Data supplied:

------------------------

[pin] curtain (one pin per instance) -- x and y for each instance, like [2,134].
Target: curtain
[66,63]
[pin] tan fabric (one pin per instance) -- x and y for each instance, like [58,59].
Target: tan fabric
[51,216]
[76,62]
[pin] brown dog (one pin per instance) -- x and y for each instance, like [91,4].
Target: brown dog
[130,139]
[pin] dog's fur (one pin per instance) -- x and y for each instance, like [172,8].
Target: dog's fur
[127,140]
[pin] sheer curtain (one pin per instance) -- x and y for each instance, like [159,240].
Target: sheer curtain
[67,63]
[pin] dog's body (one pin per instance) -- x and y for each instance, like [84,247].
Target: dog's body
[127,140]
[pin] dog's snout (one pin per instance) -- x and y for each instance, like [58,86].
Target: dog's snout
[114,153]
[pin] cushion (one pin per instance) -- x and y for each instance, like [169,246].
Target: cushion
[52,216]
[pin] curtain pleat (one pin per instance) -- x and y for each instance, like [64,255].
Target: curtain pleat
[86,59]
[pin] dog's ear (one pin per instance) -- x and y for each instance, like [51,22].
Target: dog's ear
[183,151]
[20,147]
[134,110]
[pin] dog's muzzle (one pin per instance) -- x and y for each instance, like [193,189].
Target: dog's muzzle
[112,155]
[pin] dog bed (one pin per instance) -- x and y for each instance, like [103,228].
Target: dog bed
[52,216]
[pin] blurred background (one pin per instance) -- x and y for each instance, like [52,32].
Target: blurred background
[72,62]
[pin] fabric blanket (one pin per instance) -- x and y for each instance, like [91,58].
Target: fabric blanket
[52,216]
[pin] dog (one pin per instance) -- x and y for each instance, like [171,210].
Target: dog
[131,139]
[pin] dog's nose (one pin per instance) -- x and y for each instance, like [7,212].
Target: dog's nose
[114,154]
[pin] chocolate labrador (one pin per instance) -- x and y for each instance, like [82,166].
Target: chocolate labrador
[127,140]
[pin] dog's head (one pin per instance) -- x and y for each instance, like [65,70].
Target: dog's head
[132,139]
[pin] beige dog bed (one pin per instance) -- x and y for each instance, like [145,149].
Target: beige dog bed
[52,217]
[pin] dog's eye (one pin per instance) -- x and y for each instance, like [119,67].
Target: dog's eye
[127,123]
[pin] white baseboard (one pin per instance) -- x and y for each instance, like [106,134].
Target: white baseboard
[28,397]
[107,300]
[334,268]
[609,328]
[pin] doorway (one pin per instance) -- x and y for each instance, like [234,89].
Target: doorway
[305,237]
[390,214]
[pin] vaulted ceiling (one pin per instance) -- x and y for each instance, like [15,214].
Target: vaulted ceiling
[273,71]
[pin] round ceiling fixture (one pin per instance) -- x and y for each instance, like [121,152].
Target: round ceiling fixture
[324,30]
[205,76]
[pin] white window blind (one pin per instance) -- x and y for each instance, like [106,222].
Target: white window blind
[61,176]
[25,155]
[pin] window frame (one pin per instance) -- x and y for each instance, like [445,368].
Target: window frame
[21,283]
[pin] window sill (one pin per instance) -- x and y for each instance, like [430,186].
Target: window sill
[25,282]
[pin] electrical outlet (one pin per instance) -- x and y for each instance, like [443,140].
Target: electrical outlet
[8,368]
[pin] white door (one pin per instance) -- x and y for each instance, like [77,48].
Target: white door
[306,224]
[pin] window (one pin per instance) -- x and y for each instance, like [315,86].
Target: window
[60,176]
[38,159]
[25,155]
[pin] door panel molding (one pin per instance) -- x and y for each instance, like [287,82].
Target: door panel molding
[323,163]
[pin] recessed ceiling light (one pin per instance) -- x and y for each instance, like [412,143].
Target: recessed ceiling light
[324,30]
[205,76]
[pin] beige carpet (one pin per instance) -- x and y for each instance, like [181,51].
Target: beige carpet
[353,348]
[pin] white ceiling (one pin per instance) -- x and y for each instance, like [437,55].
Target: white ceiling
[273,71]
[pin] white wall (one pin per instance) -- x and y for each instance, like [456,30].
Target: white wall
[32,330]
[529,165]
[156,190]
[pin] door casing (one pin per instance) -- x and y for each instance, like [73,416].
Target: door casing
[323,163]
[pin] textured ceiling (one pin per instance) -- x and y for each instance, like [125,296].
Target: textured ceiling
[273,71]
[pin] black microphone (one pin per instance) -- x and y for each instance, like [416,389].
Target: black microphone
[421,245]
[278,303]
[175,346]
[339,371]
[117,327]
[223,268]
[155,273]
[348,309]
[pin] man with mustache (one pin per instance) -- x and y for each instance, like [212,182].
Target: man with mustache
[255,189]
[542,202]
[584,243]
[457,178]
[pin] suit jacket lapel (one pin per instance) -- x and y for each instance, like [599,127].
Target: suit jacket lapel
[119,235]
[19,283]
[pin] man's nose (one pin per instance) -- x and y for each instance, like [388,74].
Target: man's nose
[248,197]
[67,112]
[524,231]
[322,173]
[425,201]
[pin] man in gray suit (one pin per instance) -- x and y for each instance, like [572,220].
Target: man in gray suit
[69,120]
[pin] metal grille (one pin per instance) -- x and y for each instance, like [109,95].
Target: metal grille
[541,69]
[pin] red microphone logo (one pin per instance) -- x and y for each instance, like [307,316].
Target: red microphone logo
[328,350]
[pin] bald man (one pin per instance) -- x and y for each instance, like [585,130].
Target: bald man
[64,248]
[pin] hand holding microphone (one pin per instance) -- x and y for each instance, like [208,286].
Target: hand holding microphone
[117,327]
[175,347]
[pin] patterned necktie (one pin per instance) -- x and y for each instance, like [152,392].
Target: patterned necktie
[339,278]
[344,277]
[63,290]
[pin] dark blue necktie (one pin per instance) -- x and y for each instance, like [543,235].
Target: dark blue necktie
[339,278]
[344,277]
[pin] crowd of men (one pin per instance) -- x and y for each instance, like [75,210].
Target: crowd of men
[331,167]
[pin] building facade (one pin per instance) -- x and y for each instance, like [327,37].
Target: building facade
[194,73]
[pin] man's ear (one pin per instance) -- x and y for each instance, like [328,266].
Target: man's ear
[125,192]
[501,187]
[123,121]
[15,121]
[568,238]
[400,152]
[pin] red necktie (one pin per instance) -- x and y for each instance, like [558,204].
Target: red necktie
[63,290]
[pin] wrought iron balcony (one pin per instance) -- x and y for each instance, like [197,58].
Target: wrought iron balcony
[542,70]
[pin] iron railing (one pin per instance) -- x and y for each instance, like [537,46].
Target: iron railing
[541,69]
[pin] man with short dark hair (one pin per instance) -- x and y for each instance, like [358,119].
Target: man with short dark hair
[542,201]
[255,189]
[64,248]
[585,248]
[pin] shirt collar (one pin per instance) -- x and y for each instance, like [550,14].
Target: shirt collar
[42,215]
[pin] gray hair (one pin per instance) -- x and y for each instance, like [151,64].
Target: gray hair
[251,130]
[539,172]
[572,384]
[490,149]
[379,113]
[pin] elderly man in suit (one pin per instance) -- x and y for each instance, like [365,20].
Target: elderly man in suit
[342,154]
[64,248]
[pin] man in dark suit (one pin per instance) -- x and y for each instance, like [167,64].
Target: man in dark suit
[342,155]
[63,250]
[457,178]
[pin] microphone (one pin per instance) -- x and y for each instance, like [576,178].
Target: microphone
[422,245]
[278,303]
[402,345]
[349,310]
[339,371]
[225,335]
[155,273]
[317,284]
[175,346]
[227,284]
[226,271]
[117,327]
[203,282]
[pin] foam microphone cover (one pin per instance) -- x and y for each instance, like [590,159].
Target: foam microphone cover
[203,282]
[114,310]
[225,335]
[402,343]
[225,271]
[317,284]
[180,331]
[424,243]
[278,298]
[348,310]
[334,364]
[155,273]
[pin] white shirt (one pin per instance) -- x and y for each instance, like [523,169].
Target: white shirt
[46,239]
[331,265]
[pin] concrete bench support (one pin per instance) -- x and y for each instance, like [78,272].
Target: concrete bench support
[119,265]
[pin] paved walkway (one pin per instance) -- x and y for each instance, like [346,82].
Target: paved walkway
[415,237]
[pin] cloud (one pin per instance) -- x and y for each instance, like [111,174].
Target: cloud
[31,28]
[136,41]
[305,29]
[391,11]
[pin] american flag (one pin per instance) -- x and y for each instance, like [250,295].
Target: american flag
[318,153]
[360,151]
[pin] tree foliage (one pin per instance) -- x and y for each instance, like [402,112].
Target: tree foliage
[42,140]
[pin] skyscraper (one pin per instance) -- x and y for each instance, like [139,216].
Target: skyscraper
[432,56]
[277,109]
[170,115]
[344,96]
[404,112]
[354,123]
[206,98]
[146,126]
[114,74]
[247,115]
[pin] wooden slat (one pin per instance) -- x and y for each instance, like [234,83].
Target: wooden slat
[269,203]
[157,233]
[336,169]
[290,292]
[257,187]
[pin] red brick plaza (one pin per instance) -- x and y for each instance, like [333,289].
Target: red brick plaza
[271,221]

------------------------

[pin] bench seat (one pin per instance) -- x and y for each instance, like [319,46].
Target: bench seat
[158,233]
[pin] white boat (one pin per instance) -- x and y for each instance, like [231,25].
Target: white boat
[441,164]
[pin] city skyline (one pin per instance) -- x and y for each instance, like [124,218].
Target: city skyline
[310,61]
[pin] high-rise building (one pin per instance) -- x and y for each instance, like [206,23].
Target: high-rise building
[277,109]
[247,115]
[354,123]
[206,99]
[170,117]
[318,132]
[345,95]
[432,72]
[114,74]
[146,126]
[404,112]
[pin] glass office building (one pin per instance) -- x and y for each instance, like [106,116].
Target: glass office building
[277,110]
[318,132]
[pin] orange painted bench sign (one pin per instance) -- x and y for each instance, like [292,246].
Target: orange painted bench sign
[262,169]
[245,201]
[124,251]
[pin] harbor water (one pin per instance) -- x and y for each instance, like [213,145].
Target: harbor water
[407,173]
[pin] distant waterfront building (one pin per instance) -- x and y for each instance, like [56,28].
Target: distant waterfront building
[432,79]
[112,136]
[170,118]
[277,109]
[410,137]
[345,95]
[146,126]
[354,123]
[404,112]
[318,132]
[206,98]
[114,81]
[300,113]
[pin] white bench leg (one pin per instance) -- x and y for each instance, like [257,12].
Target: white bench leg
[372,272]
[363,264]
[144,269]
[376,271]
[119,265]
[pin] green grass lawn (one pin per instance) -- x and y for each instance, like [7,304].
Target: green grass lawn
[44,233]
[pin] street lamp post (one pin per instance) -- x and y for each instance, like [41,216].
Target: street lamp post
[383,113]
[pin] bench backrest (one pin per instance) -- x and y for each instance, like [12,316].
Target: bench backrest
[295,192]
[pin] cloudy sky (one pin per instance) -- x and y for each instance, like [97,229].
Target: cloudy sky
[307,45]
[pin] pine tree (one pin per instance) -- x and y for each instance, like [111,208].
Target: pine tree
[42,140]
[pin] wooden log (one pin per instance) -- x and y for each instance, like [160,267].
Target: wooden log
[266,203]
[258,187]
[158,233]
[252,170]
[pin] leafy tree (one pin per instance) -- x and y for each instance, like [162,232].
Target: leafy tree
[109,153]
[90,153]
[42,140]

------------------------

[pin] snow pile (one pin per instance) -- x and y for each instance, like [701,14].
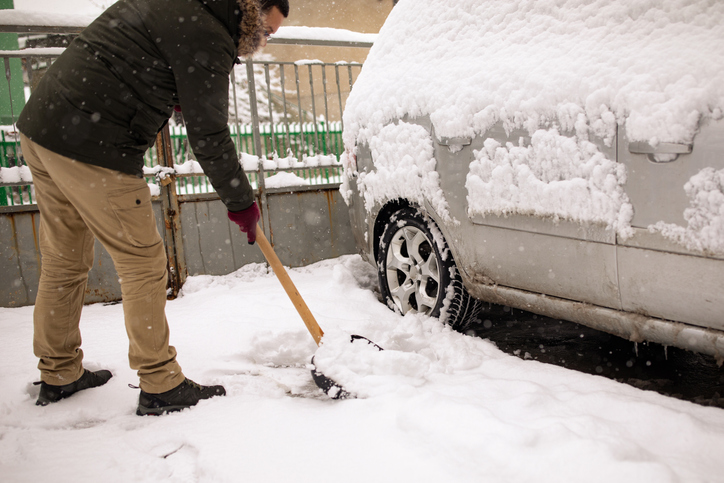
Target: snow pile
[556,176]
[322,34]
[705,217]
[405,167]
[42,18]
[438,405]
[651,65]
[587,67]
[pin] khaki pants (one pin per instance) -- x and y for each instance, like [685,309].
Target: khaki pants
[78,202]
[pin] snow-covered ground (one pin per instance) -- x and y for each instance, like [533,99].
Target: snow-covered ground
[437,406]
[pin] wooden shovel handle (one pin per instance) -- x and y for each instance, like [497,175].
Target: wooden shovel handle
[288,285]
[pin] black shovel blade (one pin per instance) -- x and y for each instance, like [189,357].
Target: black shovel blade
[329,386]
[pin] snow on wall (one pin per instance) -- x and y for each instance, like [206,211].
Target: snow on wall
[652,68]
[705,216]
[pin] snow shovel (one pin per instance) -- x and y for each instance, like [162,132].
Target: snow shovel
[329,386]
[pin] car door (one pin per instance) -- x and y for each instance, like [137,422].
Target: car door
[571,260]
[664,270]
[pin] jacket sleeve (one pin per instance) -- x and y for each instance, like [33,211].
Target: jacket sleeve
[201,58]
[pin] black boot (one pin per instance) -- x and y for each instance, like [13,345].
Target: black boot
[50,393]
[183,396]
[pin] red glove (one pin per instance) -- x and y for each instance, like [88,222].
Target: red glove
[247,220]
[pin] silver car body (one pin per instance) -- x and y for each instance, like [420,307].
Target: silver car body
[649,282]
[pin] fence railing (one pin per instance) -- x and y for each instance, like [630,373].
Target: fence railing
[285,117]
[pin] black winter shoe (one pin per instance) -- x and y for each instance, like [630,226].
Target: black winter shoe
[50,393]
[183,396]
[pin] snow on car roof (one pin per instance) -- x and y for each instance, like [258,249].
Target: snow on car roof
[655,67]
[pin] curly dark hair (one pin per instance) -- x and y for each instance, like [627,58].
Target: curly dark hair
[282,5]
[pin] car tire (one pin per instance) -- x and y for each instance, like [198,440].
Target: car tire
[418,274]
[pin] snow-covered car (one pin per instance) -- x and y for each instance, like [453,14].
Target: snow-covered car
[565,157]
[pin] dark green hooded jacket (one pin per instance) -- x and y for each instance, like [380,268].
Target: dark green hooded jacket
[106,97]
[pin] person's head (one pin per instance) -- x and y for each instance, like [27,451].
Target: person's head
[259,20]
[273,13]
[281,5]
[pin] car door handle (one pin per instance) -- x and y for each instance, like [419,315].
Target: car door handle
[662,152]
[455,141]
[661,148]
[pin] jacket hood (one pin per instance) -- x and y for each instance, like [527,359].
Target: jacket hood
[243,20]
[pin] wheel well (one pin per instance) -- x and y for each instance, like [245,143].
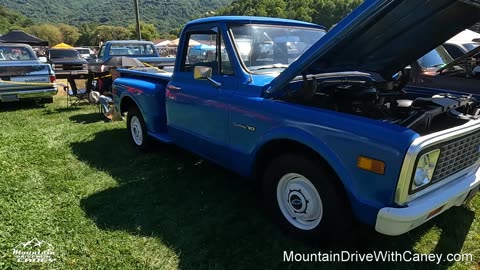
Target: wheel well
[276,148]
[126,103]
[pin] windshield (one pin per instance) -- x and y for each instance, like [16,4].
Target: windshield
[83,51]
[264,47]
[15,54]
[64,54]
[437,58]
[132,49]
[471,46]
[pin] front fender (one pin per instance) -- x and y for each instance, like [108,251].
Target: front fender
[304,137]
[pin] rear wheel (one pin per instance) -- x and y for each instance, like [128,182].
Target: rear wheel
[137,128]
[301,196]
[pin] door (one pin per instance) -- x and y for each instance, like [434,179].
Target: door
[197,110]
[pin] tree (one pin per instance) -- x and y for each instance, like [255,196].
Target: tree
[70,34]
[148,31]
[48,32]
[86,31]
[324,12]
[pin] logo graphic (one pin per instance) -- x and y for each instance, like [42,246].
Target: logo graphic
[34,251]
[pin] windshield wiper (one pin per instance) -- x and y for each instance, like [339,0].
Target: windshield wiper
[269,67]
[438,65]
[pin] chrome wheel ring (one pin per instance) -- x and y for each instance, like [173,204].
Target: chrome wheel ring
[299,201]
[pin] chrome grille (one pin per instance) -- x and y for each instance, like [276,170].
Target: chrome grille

------------------------

Exercise: Take from the material above the lines running from the one with "[pin] white boat" through the one with "[pin] glass office", and repeat them exactly, with nothing else.

Expected output:
[pin] white boat (one pin per instance) -- x and y for each instance, like [231,25].
Target: white boat
[441,164]
[pin] city skyline (one pin per instance) -- x and y for each instance, like [124,218].
Target: city skyline
[310,61]
[pin] high-rise building (one pin per instance) -- x and y for each instance, like [206,23].
Target: high-rise building
[277,109]
[247,115]
[354,123]
[206,99]
[170,117]
[318,132]
[345,95]
[432,72]
[114,74]
[146,126]
[404,112]
[pin] glass office building (one pin per instance) -- x and y for each instance, like [106,116].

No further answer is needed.